Data for processing:
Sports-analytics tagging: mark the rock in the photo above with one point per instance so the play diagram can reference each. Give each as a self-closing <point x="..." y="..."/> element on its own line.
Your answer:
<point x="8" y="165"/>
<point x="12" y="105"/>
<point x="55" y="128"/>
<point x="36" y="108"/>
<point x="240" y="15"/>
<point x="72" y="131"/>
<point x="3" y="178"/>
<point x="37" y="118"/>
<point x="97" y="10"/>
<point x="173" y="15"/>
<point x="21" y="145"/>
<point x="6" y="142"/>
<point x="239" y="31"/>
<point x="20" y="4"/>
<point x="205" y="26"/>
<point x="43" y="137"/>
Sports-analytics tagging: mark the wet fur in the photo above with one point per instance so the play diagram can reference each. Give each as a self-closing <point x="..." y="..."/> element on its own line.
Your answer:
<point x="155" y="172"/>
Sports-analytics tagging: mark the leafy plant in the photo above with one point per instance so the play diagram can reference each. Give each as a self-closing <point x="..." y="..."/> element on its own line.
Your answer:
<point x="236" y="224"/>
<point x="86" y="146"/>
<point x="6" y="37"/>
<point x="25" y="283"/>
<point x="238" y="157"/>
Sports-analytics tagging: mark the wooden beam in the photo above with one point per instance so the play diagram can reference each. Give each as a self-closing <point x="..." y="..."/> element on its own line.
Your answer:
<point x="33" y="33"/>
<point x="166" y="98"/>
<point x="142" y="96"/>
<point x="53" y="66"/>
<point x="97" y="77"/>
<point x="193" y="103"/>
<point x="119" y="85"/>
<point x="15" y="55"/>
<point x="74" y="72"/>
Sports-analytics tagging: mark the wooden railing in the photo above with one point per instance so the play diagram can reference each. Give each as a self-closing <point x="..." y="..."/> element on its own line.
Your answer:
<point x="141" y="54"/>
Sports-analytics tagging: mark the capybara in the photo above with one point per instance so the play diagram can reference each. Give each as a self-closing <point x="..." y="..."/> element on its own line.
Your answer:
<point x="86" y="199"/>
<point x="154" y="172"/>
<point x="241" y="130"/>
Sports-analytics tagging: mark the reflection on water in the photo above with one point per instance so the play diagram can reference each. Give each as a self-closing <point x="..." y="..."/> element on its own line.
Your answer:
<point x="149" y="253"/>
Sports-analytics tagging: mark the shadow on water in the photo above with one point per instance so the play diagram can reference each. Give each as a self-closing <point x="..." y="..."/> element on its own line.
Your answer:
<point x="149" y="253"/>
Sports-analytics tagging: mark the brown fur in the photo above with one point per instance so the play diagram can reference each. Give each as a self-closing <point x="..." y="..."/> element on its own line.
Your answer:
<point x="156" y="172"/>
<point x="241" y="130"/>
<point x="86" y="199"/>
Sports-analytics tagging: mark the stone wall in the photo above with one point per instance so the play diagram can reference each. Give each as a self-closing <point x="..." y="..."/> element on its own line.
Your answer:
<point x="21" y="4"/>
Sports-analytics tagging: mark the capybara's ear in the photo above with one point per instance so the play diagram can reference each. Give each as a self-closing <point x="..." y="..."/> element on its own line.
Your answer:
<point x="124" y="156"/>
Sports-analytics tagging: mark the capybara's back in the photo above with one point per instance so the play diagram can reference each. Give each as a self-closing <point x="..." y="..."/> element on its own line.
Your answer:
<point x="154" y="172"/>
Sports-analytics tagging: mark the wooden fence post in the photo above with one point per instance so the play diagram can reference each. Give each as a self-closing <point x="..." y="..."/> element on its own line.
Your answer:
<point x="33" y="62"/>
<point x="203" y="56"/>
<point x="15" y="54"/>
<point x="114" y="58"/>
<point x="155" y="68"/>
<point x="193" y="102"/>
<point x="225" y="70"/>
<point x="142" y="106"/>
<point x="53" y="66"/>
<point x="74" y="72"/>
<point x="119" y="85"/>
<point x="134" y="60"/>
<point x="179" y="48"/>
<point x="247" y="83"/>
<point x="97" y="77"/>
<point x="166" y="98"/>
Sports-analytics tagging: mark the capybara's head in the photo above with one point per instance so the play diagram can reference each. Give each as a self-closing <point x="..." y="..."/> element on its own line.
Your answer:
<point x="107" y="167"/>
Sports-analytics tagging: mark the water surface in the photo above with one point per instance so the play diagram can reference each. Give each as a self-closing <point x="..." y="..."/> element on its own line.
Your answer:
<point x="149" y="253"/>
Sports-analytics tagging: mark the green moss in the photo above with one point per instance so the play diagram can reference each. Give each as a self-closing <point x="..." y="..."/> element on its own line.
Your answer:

Task description: Would you copy out each record precisely as it stands?

Completed exercise:
Sports-analytics tagging: mark the rock in the photo above with one point per instance so the play diagram can reference each. Give each as a self-closing <point x="..." y="..."/> element on its own line.
Your answer:
<point x="8" y="165"/>
<point x="12" y="105"/>
<point x="55" y="128"/>
<point x="36" y="108"/>
<point x="240" y="15"/>
<point x="72" y="131"/>
<point x="3" y="178"/>
<point x="37" y="118"/>
<point x="97" y="10"/>
<point x="173" y="15"/>
<point x="21" y="145"/>
<point x="6" y="142"/>
<point x="239" y="31"/>
<point x="20" y="4"/>
<point x="205" y="26"/>
<point x="43" y="137"/>
Sports-analytics tagging: mark the wet fur in the photo above with one point per instance so the play diagram can reference each. Give each as a self-closing <point x="..." y="..."/> element on its own line.
Your answer:
<point x="155" y="172"/>
Sports-analytics tagging: mark the leafy plant in the photo above with one point per instance so the play diagram can reference each. Give each as a self-closing <point x="..." y="..."/> element on its own line.
Your answer:
<point x="236" y="224"/>
<point x="86" y="146"/>
<point x="6" y="37"/>
<point x="25" y="283"/>
<point x="238" y="157"/>
Sports-analytics tagging: mark the wooden beam in the photo above with one point per instance so the play diagram can reference each. Give each as a self-closing <point x="..." y="..."/> element on its own line.
Your answer:
<point x="33" y="33"/>
<point x="166" y="98"/>
<point x="142" y="96"/>
<point x="53" y="66"/>
<point x="97" y="77"/>
<point x="193" y="103"/>
<point x="119" y="85"/>
<point x="15" y="55"/>
<point x="74" y="72"/>
Sports-analytics tagging: mark the wooden railing in the photo above with one point per instance so the play diagram can reference each. Give each as a self-closing <point x="..." y="..."/> element on its own line.
Your answer:
<point x="141" y="54"/>
Sports-analytics tagging: mark the capybara in the photo above with one point per instance so the play diagram can reference each. Give each as a self-closing <point x="..." y="..."/> element on its own line.
Your answer:
<point x="86" y="199"/>
<point x="154" y="172"/>
<point x="241" y="130"/>
Sports-analytics tagging: mark the reflection on water in the photo above with one point per instance so the play diagram can reference each. Give each as a self-closing <point x="..." y="..."/> element on its own line.
Your answer:
<point x="149" y="253"/>
Sports-analytics tagging: mark the shadow on water in the photo above with one point per instance so the play diagram can reference each. Give each as a self-closing <point x="..." y="..."/> element on its own line.
Your answer:
<point x="149" y="253"/>
Sports-analytics tagging: mark the brown fur in the photo above with one point per instance so the play diagram can reference each. Give each as a self-closing <point x="..." y="..."/> element on its own line.
Your answer:
<point x="156" y="172"/>
<point x="241" y="130"/>
<point x="86" y="199"/>
Sports-analytics tagging: mark the stone wall in the photo above with one point per instance so the play diagram can reference each. Give each as a self-closing <point x="..." y="..."/> element on its own line.
Your answer:
<point x="21" y="4"/>
Sports-analytics tagging: mark the capybara's ear in the photo above with one point per instance so the play diagram can reference each. Give each as a self-closing <point x="..." y="..."/> element on its own line.
Your answer:
<point x="124" y="156"/>
Sports-analytics tagging: mark the capybara's back in the photo above with one point per instance so the play diagram can reference each. Give each as a self-closing <point x="..." y="..."/> element on its own line.
Your answer:
<point x="154" y="172"/>
Sports-analytics tagging: mark the wooden fence post in the photo above with one point per instance so the play diagram can reference each. Give each as a self-closing <point x="..." y="..."/> element on its own line.
Your answer:
<point x="33" y="62"/>
<point x="203" y="56"/>
<point x="15" y="54"/>
<point x="114" y="58"/>
<point x="155" y="68"/>
<point x="193" y="102"/>
<point x="225" y="70"/>
<point x="142" y="106"/>
<point x="53" y="66"/>
<point x="74" y="72"/>
<point x="119" y="85"/>
<point x="134" y="60"/>
<point x="179" y="48"/>
<point x="247" y="83"/>
<point x="97" y="77"/>
<point x="166" y="98"/>
Sports-analytics tagging: mark the capybara's head in the photo above with one point per instance so the play diagram can reference each. Give each as a self-closing <point x="..." y="..."/> element on its own line.
Your answer:
<point x="107" y="167"/>
Sports-analytics tagging: mark the water surface in the photo above with one point per instance so the play diagram can reference each. Give each as a self-closing <point x="..." y="..."/> element on its own line.
Your answer:
<point x="149" y="253"/>
Sports-analytics tagging: mark the green moss in the photo above with one point per instance so the play diagram can reference each. Give each as a self-closing <point x="..." y="..."/> element on its own line.
Your answer:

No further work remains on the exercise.